Aos 40 graus a filha recusa tirar
a mãe do hospital. Fá-lo, por falta de opção, quando o Sol se aproxima do solo.
A sintomatologia mantém-se. Três horas depois a filha liga para o hospital.
Dada a cirurgia complexa realizada havia pouco mais de 48 horas e a existência
de uma doença crónica descompensada, é informada que deve levar a mãe ao
serviço de urgências.
‘O risco de infecção aumenta exponencialmente
se for necessária uma passagem pelo serviço de urgências, como se prevê que
aconteça daqui a umas horas’, havia dito o “nós”.
Por falta de opção, neste
Interior do país, onde somos escravos de nós próprios, a filha liga para a
Saúde 24. A Saúde 24 opta por chamar o INEM. O INEM opta por levar a mãe ao
serviço de urgências.
A filha não pode gritar. E a
culpa é uma magana solteira, que seduz sem se prender. Neste Alentejo de
solidão e Sol, consentimos porque não existem “outros” que nos salvem “deles”. A mãe passa a noite nas Urgências, sem que lhe
apareçam ao pé quando necessita.

Instruções:
A - Traduza para inglês esta frase do excerto: "Três horas depois a filha liga para o hospital."
B - Segundo o excerto, quem decide chamar o INEM?
C - Reescreva em forma de lista o parágrafo do excerto que começa por "Por falta de opção, neste Interior do país", mantendo os factos principais.

(Dados de localização de pontos)
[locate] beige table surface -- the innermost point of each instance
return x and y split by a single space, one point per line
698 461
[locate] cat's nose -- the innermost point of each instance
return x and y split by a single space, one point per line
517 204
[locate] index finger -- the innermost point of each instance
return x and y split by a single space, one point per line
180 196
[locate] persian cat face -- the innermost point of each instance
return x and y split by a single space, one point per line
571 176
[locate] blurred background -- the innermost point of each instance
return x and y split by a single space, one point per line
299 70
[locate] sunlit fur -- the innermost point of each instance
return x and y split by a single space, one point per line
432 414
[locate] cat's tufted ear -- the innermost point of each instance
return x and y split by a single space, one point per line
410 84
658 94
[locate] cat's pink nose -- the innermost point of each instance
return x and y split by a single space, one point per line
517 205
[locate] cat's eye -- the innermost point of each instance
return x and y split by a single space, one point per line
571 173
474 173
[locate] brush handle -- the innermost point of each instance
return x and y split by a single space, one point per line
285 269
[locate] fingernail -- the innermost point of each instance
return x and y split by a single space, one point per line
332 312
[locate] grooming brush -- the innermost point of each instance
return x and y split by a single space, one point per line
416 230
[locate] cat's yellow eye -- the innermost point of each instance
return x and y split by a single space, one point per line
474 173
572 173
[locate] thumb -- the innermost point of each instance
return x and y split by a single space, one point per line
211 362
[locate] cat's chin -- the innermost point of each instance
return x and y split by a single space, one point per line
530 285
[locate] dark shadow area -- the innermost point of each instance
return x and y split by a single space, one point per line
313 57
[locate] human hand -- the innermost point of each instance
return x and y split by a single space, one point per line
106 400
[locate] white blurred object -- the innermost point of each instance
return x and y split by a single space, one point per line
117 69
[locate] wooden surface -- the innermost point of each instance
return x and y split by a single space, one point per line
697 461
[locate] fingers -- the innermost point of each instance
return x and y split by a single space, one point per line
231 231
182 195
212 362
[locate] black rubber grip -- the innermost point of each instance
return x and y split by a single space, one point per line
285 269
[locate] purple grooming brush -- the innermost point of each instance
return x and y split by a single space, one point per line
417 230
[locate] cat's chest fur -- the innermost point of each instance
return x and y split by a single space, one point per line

Respostas da atividade:
A - Three hours later, the daughter calls the hospital.

B - A Saúde 24.

C -
- Sem alternativa, no Interior do país, a filha liga para a Saúde 24.
- A Saúde 24 chama o INEM.
- O INEM leva a mãe ao serviço de urgências.